## [SOURCE]
((
Wagle Guff: Coffee, Café and Palpasa

By Dinesh Wagle on July 17th, 2005 in Wagle Street Journal

Narayan Wagle talks about his passion: Writing.

Narayan Wagle, 37, was born in the hilly district of Tanahun, Nepal. He did his schooling in the birthplace and attended college in Kathmandu until 1991. He started his professional/writing career in the following year. Bright, genial, and intensely energetic, as one website introduces the man, Narayan Wagle is one of Nepal’s most widely followed journalists with a number of groundbreaking stories to his credit.

The editor of Kantipur, who rose to fame with his popular semi-fictional weekly column Coffee Guff, found himself as a character in a story two years ago that was filmed with the title ‘Bhedako Oon Jastoâ?¦in search of a song’, (Like Sheep’s Wool). The film is named after the song the journalist first heard in a highland village in Langtang area, north of Kathmandu.

United We Blog! conducted an interview with Narayan Wagle who yesterday made public his first novel Palpasa Café.

Why do you write?
To express myself.

What do you have to say in your work?
I have tried to tell those events and mountains that I saw, experienced and heard about.

What do you hope to get out of your work?
I hope to see many people reading my book.

What aspects of your life appear, transformed or untransformed, in the novel?
My relationships and concerns have appeared in this novel. My progressive imaginations merge with them in many occasions.

In what ways do you appear in the novel?
As a friend of the main protagonist who by chance happens to be a journalist working in Kathmandu.

How would you like your reader to feel after reading your book?
))
## [SUPPLIED INFORMATION]
((
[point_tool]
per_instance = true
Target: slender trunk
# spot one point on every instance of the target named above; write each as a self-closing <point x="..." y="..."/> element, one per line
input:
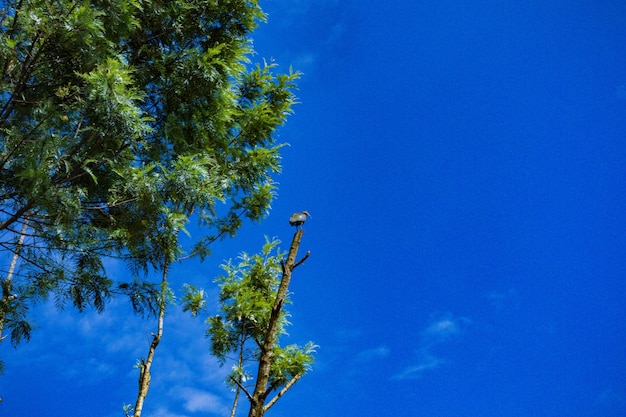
<point x="6" y="287"/>
<point x="242" y="343"/>
<point x="146" y="364"/>
<point x="261" y="390"/>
))
## [PROMPT]
Please write out the Narayan Wagle interview word for word between "United We Blog!" and "in your work?", inclusive. The entries play no part in this.

## [SOLUTION FOR THIS PROBLEM]
United We Blog! conducted an interview with Narayan Wagle who yesterday made public his first novel Palpasa Café.

Why do you write?
To express myself.

What do you have to say in your work?